# START OF Given entries
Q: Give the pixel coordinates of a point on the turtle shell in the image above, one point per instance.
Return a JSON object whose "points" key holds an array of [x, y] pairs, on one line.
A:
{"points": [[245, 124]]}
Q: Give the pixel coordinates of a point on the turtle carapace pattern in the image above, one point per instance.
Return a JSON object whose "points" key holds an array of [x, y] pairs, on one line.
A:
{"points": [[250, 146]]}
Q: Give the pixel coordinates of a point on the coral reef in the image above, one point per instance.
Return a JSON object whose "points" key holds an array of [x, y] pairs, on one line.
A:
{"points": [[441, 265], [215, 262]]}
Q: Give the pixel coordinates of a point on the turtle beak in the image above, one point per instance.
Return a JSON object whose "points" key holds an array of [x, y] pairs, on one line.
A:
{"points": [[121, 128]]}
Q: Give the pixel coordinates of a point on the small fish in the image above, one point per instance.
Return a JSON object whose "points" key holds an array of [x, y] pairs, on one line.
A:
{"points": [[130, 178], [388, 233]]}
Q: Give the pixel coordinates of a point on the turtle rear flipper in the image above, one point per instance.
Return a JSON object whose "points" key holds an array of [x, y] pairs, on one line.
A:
# END OF Given entries
▶ To do
Rewrite the lines above as a numbered list, skipping any blank lines.

▶ Exercise output
1. Q: Give the pixel coordinates of a point on the turtle shell in the image above, one point per instance.
2. Return a JSON object whose "points" key holds an array of [x, y] pairs, on one line.
3. A:
4. {"points": [[245, 124]]}
5. Q: Give the pixel coordinates of a point on the turtle carapace pattern in the image above, one point per instance.
6. Return a JSON object whose "points" key holds an array of [x, y] pairs, on one line.
7. A:
8. {"points": [[250, 146]]}
9. Q: Give the pixel coordinates of a point on the coral reef in the image above, one point per instance.
10. Return a JSON object whose "points" key holds an array of [x, y] pairs, on one line.
11. A:
12. {"points": [[441, 265], [215, 262]]}
13. Q: Give the pixel coordinates of a point on the turtle beak in the image above, one point per instance.
14. Return a JSON object whose "points" key holds an array of [x, y] pairs, on one line.
15. A:
16. {"points": [[121, 128]]}
17. Q: Give the pixel coordinates of a point on the small fish in the image above, one point per instance.
18. Return a JSON object whose "points" key holds an array of [x, y] pairs, on one line.
19. A:
20. {"points": [[130, 178], [388, 233]]}
21. Q: Give the pixel coordinates of a point on the turtle rear flipper in the image above, one point per instance.
22. Return a JSON object whose "points" key holds an array of [x, y] pairs, on one line.
23. A:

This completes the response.